_Reading passage_
++++++++++++++++++++
In a twitter post on November 9, Tropicana management tried to drive a wedge between the workers and the community, stating “We’re disappointed the unionized employees of Tropicana Community Services have elected to strike. Tropicana intends to continue operating all our programs & services safely & securely during this labour disruption. The community’s needs are too important to simply shut down.” By “continue operating” they mean using strike breakers for childcare services during the strike, which undermines the needs of workers and the community.
As Stacey and Karen, employees at Tropicana’s childcare services, told us: “When we are working with the kids in the community, we treat them as our own. And it shows in the kids, they love us. Bringing in new people every few days into the daycare will affect the children negatively.” Building special bonds with children in childcare centers takes time, effort, and individual approach. Stacey and Karen explained that the care work they provide at Tropicana blurs the superficial boundaries between work and family. Even before the pandemic, Tropicana workers—also mothers and grandmothers who are dedicated to the kids and families in their community—worked overtime due to understaffing in the childcare center. During COVID-19, as other frontline workers in Ontario know, the amount of care work they perform has increased due to the added cleaning, sanitation, and social distancing measures. With no extra staff, these women bear the brunt of lack of adequate resources and supports, as well as subsidizing their employers’ bonus cheques.
++++++++++++++++++++
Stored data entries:

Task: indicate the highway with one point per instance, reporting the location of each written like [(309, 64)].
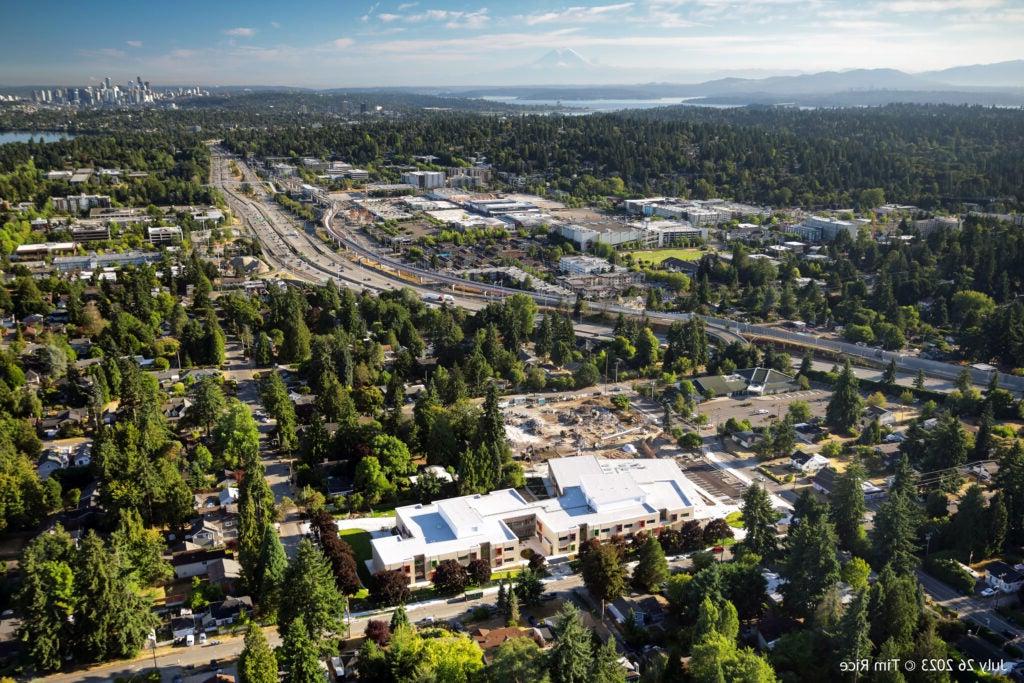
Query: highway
[(302, 254)]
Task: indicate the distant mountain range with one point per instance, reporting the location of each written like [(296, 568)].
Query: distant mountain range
[(1000, 83)]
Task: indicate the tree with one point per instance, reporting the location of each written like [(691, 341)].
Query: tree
[(111, 620), (517, 660), (528, 587), (139, 550), (300, 653), (853, 632), (309, 592), (606, 668), (479, 571), (398, 617), (572, 651), (759, 520), (895, 532), (848, 508), (811, 566), (651, 569), (855, 572), (512, 610), (603, 573), (257, 663), (208, 402), (389, 588), (450, 577), (378, 631), (845, 406)]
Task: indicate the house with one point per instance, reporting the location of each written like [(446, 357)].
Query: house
[(883, 415), (196, 562), (227, 496), (205, 534), (225, 572), (808, 463), (748, 439), (182, 627), (1004, 578), (227, 611), (823, 481), (176, 408), (752, 381), (50, 463), (491, 639)]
++++++++++++++++++++
In the passage about the Tropicana strike, on what date did Tropicana management post on Twitter about the workers' decision to strike? The entries were taken from a different source than the passage.

_Expected output_
November 9